Requisito 1.
Responda às perguntas abaixo com base no texto sobre a linha do impedimento no VAR:
(a) Quem é o responsável por formar a linha do impedimento na cabine do VAR?
(b) Das 391 interrupções de jogo para análise do VAR no Brasileirão, quantas foram para análise de impedimentos?
(c) Qual é a média de jogo parado para análise de impedimentos na Série A?

Texto para leitura.
Responsável por parte das polêmicas envolvendo o VAR no futebol brasileiro, a linha do impedimento ainda é alvo de questionamento de torcedores, dirigentes e mídia no país. Em busca de maior clareza, a reportagem do ge acompanhou os testes da Central do VAR e gravou vídeos para mostrar como é traçada a linha na prática.
Antes de assistir os vídeos, vale entender um pouco dos números. A análise que toma mais tempo na cabine do VAR são as linhas do impedimento. O operador de replay é o responsável por formá-la. Porém, é o árbitro de vídeo que orienta todo o processo e diz onde ela deve ser tracejada.
Das 391 interrupções de jogo para análise do VAR no Brasileirão até o momento, 109 foram para análise de impedimentos. A média de jogo parado para análise de impedimentos é de 1 minuto e 40 segundos na Série A. Se não contarmos os lances de impedimentos, o Brasileiro de 2021 teve 282 interrupções de jogo pelo VAR. A média de jogo parado é de apenas 1 minuto e 6 segundos para estes lances.

Trechos do conjunto de dados de anotação de localização.
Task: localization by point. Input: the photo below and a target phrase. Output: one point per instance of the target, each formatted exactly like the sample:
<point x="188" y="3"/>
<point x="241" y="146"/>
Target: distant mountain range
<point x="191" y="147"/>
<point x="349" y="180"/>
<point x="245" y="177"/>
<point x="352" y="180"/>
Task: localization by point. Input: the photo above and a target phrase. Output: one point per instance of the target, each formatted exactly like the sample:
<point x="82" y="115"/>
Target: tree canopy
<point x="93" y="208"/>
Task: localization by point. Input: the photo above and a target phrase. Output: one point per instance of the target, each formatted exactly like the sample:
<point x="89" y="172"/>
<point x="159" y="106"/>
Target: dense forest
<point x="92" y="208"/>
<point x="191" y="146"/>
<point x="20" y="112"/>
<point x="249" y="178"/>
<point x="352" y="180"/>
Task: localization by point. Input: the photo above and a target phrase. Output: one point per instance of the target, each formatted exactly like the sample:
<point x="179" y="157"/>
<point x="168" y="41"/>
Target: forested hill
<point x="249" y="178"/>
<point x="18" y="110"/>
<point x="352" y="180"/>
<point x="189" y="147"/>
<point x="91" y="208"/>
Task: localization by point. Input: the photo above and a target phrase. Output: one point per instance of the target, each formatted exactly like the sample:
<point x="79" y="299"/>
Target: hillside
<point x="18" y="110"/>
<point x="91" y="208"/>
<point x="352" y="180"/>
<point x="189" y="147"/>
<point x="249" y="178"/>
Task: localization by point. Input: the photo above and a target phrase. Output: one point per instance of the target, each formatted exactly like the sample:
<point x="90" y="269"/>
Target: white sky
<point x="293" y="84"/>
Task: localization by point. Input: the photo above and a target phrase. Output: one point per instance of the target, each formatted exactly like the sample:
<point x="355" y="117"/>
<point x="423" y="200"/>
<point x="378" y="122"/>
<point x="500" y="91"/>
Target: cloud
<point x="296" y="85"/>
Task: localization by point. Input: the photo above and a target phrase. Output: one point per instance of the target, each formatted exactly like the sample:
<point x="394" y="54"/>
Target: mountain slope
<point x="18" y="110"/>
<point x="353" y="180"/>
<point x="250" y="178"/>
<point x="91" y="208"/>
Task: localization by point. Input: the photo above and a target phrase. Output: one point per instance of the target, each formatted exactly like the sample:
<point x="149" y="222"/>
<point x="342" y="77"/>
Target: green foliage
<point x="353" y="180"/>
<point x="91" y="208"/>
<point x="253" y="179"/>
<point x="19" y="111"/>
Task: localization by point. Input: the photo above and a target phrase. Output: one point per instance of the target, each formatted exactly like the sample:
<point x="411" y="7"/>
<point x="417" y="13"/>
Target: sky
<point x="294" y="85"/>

Requisito 2. Calcule quantas linhas dos registros contêm a palavra "mountain" e informe apenas o número.

Resposta completa 1.
(a) O operador de replay.
(b) 109.
(c) 1 minuto e 40 segundos.

Resposta completa 2. 2